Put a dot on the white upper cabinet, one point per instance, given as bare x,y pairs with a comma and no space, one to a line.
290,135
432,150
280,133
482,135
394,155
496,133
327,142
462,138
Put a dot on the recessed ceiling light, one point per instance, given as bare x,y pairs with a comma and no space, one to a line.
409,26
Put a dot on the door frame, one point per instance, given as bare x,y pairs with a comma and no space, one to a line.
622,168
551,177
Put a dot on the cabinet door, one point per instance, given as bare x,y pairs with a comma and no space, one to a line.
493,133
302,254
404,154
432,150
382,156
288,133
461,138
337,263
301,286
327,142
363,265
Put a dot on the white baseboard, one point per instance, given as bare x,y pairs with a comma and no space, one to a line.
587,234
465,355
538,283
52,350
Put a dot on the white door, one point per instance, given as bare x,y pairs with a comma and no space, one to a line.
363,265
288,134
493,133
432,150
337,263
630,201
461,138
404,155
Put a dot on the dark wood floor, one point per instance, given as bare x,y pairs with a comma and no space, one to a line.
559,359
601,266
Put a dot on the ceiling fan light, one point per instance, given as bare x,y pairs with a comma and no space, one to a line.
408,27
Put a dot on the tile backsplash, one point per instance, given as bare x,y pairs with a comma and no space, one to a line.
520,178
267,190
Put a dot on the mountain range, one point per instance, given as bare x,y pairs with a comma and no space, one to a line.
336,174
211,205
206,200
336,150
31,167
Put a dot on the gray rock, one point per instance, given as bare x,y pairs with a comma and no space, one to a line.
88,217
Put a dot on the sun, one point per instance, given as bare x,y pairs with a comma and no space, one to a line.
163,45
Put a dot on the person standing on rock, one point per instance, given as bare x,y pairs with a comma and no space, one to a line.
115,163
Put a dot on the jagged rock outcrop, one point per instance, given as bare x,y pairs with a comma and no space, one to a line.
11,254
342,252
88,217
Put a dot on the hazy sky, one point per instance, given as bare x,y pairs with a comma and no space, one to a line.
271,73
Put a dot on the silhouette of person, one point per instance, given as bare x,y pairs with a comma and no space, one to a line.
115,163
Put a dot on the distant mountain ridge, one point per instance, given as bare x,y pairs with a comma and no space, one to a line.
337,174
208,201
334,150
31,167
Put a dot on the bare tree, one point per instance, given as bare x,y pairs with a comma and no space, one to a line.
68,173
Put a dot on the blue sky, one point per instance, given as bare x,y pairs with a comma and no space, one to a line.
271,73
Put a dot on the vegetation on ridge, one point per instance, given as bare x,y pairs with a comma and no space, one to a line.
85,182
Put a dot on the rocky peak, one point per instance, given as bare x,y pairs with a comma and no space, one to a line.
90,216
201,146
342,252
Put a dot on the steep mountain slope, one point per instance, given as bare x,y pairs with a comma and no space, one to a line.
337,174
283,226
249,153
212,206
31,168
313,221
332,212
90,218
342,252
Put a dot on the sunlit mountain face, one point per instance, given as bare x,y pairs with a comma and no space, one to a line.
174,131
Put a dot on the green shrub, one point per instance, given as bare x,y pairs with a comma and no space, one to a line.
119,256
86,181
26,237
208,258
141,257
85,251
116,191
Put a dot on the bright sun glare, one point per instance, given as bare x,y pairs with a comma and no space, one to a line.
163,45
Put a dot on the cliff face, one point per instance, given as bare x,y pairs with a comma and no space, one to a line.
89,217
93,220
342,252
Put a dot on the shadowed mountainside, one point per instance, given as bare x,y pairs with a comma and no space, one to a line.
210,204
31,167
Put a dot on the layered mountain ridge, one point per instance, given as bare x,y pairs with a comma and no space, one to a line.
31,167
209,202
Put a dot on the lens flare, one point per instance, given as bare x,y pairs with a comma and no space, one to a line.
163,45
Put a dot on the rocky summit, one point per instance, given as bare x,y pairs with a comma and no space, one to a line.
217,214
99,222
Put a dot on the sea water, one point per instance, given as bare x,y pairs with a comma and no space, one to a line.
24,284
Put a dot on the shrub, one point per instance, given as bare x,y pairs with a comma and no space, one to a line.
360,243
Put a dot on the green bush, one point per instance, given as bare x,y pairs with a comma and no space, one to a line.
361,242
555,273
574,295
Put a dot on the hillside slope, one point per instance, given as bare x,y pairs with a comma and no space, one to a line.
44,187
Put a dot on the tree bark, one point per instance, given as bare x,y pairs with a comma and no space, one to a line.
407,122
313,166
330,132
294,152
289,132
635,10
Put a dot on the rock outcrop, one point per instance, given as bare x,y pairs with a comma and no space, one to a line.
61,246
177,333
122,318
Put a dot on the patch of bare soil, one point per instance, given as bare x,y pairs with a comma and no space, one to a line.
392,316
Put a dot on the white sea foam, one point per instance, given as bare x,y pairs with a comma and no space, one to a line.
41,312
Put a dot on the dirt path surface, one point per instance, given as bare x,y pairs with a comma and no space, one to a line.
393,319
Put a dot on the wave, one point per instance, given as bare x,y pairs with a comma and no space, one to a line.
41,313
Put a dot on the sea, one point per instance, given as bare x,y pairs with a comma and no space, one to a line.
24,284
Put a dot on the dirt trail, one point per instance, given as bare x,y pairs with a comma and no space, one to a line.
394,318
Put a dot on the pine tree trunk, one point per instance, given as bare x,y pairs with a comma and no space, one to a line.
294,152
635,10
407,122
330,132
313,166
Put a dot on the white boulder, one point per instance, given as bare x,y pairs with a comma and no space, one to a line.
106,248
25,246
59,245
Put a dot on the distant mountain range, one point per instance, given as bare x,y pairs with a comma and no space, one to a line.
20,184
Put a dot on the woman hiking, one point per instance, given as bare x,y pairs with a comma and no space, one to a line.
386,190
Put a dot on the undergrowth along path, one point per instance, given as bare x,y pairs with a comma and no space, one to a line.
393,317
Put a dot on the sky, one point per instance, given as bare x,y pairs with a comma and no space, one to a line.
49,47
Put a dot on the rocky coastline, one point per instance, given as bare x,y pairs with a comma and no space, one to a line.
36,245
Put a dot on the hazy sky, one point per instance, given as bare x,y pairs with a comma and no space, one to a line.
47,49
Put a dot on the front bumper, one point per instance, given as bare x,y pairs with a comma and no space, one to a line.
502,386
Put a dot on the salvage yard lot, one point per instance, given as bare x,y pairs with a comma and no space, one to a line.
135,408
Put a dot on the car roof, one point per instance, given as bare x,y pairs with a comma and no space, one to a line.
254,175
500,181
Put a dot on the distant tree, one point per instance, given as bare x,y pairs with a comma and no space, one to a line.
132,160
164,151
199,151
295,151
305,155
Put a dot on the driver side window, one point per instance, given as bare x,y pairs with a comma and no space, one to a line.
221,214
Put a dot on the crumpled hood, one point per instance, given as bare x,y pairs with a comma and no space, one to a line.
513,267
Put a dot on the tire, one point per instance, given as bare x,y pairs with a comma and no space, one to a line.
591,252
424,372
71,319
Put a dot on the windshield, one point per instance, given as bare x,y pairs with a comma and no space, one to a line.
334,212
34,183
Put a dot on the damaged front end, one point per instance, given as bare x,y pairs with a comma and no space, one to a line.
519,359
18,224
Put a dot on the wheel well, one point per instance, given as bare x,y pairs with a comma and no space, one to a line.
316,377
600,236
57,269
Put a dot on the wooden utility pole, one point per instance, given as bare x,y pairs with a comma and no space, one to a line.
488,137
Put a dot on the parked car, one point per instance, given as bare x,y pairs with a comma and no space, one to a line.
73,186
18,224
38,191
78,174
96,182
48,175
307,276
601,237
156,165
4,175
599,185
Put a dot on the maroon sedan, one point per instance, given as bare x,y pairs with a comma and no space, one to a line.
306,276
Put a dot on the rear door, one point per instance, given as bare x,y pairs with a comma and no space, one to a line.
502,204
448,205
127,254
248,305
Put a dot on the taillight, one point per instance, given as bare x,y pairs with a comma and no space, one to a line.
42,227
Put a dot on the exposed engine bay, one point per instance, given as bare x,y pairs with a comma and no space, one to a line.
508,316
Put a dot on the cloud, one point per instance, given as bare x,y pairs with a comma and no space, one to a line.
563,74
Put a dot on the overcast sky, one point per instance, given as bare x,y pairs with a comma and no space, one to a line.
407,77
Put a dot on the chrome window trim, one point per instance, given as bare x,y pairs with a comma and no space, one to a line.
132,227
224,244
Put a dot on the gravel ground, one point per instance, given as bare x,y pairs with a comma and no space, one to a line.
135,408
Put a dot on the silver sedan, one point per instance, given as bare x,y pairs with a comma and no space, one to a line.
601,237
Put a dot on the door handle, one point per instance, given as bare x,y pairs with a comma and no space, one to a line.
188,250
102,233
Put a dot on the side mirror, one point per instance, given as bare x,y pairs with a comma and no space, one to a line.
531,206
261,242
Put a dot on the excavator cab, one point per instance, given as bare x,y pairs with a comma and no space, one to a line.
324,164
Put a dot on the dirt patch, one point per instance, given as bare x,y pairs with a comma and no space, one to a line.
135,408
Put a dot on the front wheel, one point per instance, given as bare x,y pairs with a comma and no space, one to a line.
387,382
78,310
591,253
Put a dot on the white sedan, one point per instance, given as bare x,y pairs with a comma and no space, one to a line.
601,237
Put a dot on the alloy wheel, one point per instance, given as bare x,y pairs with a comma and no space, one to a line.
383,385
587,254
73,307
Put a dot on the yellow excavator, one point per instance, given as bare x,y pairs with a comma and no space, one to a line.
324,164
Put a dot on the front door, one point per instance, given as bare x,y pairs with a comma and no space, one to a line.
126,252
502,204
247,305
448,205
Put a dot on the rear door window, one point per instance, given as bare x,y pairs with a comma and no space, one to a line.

■ ■ ■ ■ ■

▶ [EXERCISE AIM] Please quote nothing but the lines from the line with "Put a dot on the yellow" through the end of the data above, exactly as written, ends included.

▶ [SOLUTION]
Put a dot on the yellow excavator, one point per instance, given as bare x,y pairs with a comma and no space, one to a line.
324,164
Put a dot on the front door, one point per instance, given as bare x,y pairs with a comma and no space, one to a line.
126,252
502,204
247,305
448,205
Put a dot on the rear door window, one point per instance, given as bare x,y pairs with a comma and no space, one to a line.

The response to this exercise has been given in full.